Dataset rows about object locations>
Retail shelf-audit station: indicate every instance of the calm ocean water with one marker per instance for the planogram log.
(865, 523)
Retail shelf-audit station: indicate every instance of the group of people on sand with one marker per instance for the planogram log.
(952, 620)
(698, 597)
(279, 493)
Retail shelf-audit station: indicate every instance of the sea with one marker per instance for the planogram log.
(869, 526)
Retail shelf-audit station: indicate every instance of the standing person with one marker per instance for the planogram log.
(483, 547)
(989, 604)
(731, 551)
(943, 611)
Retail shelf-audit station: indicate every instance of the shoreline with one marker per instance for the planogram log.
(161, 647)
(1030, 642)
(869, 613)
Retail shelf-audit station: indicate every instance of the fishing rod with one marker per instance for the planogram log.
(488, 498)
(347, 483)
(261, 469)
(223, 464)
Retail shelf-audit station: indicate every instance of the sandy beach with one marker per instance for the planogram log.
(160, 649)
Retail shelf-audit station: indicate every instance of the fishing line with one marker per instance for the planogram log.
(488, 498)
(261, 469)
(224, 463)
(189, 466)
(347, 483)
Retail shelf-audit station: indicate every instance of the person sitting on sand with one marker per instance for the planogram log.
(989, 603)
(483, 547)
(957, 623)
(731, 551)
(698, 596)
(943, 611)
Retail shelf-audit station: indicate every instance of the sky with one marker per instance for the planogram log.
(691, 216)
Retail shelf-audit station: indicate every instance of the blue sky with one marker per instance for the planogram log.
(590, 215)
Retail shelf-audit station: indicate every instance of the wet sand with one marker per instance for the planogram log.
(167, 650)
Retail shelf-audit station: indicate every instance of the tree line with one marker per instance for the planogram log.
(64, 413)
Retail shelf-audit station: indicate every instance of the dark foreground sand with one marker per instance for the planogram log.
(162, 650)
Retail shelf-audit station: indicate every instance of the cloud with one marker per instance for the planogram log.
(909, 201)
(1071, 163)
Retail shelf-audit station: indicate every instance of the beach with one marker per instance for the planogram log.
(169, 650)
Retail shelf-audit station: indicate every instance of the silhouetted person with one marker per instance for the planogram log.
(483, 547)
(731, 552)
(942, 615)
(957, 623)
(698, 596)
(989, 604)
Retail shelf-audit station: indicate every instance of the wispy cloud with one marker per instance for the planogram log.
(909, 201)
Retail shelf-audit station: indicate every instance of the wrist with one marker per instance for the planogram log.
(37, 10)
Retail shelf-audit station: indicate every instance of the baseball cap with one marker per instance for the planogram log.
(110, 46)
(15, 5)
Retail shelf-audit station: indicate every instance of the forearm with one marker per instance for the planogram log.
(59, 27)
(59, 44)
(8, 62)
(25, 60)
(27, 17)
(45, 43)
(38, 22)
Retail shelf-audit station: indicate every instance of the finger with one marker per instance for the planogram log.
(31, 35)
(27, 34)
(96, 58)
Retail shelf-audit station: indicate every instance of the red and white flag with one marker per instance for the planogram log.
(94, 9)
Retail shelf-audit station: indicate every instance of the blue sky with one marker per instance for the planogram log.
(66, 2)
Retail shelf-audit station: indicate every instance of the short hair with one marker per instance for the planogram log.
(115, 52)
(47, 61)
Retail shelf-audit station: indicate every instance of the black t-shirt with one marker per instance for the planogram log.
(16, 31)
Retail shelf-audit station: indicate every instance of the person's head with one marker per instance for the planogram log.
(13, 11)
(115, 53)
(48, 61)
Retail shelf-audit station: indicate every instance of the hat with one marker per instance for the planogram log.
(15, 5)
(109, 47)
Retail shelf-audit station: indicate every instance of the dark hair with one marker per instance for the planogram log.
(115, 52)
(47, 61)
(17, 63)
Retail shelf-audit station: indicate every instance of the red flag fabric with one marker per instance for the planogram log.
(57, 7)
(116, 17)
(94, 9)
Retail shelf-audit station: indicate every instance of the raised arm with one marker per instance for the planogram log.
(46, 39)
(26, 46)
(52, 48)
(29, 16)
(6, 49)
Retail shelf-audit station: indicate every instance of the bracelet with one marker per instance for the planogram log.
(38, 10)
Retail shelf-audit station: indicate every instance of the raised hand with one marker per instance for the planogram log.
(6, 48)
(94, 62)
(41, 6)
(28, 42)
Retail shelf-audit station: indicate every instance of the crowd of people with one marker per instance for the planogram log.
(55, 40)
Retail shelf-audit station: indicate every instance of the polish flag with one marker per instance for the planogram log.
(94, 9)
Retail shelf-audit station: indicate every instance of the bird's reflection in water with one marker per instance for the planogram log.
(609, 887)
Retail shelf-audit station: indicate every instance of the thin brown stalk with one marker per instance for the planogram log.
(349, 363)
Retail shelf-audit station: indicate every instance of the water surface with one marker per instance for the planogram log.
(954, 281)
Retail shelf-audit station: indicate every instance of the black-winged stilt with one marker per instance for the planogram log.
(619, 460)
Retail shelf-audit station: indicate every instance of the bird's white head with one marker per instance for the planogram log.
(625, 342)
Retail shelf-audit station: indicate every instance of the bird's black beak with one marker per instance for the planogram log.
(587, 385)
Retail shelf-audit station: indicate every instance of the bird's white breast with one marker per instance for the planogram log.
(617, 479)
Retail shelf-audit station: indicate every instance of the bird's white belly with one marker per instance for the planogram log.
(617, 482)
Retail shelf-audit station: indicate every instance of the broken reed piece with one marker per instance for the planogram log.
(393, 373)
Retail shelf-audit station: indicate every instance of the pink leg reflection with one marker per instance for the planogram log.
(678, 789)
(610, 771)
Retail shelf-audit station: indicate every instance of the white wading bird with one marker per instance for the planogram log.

EXERCISE TASK> Revise all the rows above, changing each "planogram log" to "audit log" and leaving everything else unchanged.

EXERCISE OUTPUT>
Retail shelf-audit station: indicate every instance of the calm ocean water with one marker per instance for the audit log.
(865, 523)
Retail shelf-audit station: indicate every instance of the group of people on sand with one marker per instance for the audit log.
(952, 620)
(698, 597)
(279, 493)
Retail shelf-audit station: indicate every instance of the sea with one marker per instance for the audit log.
(869, 526)
Retail shelf-audit station: indicate every instance of the standing person with one marker per instance for the audit log.
(483, 547)
(989, 604)
(731, 551)
(943, 611)
Retail shelf-audit station: indicate every instance of the shoreline with one marker per instance for the audit log.
(161, 647)
(1030, 642)
(869, 613)
Retail shelf-audit station: indicate every instance of the fishing rod with one marker per instance for the audit log.
(488, 498)
(347, 483)
(261, 469)
(223, 464)
Retail shelf-audit station: indicate every instance of the sandy beach with one marker per instance for the audit log.
(160, 649)
Retail shelf-audit station: indicate every instance of the fishing line with one marker per instance for the audit log.
(488, 498)
(261, 469)
(224, 463)
(189, 466)
(347, 483)
Retail shelf-audit station: indicate every instance of the person sitting on sand with one marker per instance for the audit log.
(989, 603)
(483, 547)
(957, 623)
(731, 551)
(698, 596)
(943, 611)
Retail shelf-audit station: indicate every instance of the sky with one marker per instance for the audit log.
(691, 216)
Retail shelf-audit station: indicate every instance of the blue sky with one marker per instance for the audit log.
(590, 215)
Retail shelf-audit station: indicate every instance of the wet sand with one marker per instance for the audit log.
(167, 650)
Retail shelf-audit station: indicate every instance of the tree line with one marker per instance for the audit log.
(64, 413)
Retail shelf-audit station: indicate every instance of the dark foreground sand with one marker per instance for the audit log.
(162, 650)
Retail shelf-audit station: indicate every instance of the cloud with one marker per instance for the audit log.
(909, 201)
(1071, 163)
Retail shelf-audit station: indicate every instance of the beach with one marker per instance for the audit log.
(169, 650)
Retail shelf-audit station: indicate every instance of the silhouetted person with one marker per instance for the audit log.
(483, 547)
(731, 552)
(942, 615)
(957, 623)
(698, 596)
(989, 604)
Retail shelf-audit station: indicate every instance of the wispy cloud with one marker per instance for the audit log.
(909, 201)
Retail shelf-audit station: indicate every instance of the wrist with one marker per instance for the audit log.
(37, 10)
Retail shelf-audit station: indicate every instance of the baseball cap with one marker per instance for the audit log.
(110, 46)
(15, 5)
Retail shelf-audit station: indicate every instance of the forearm with one marker per instance for the audit log.
(59, 27)
(59, 44)
(8, 62)
(25, 60)
(27, 17)
(45, 43)
(38, 22)
Retail shelf-audit station: indicate every instance of the finger with one marker per instance for the audit log.
(31, 35)
(27, 34)
(96, 58)
Retail shelf-audit station: indicate every instance of the red and white flag with one marker per instance for the audit log.
(94, 9)
Retail shelf-audit station: indicate every instance of the blue sky with one marker per instance for the audit log.
(66, 2)
Retail shelf-audit station: indicate every instance of the short hair with one marker per instance for the audit log.
(115, 52)
(47, 61)
Retail shelf-audit station: indicate every instance of the black t-shirt with one marker per instance for the audit log.
(16, 31)
Retail shelf-audit station: indicate every instance of the person's head with one marker per instance for the audit log.
(13, 11)
(115, 53)
(48, 61)
Retail shelf-audit station: indicate every instance of the hat with one marker per instance for the audit log.
(15, 5)
(109, 47)
Retail shelf-audit station: indicate every instance of the dark hair with one marker per instance for the audit log.
(115, 52)
(47, 61)
(17, 63)
Retail shelf-audit station: indicate every instance of the red flag fabric with one marker per instance for the audit log.
(57, 7)
(116, 17)
(94, 9)
Retail shelf-audit station: indicate every instance of the raised arm with one marker per instance for the audit log.
(46, 39)
(26, 46)
(52, 48)
(29, 16)
(6, 49)
Retail shelf-audit station: indicate every instance of the bracelet with one marker per instance for the audit log.
(38, 10)
Retail shelf-audit station: indicate every instance of the raised hand with one marker per instance for the audit log.
(6, 48)
(94, 62)
(41, 6)
(28, 42)
Retail shelf-audit station: indicate every instance of the crowd of people with one marker per instance for the audit log.
(55, 40)
Retail shelf-audit station: indicate every instance of the polish flag with one marker per instance for the audit log.
(94, 9)
Retail shelf-audit station: indicate every instance of the bird's reflection in water with one marker per instance for the audit log.
(609, 887)
Retail shelf-audit station: indicate every instance of the thin brown stalk with one marker per instance for the audit log.
(349, 363)
Retail shelf-audit station: indicate every instance of the water surface with one marker per instance for the audit log.
(954, 281)
Retail shelf-audit station: indicate every instance of the black-winged stilt with one marker per instance for the audit log.
(619, 460)
Retail shelf-audit station: indicate every instance of the bird's white head with one marker per instance for the audit log.
(625, 342)
Retail shelf-audit station: indicate every instance of the bird's black beak with one marker per instance for the audit log.
(587, 385)
Retail shelf-audit station: indicate every instance of the bird's white breast with one marker per instance for the audit log.
(617, 479)
Retail shelf-audit station: indicate every instance of the bird's white belly with one marker per instance for the audit log.
(617, 482)
Retail shelf-audit station: indicate every instance of the broken reed piece with one marker per instance for the audit log.
(393, 373)
Retail shelf-audit station: indicate every instance of the pink leg reflection with one marker per instance for the audit log.
(678, 789)
(610, 771)
Retail shelf-audit station: indicate every instance of the white wading bird with one marker per instance for the audit log.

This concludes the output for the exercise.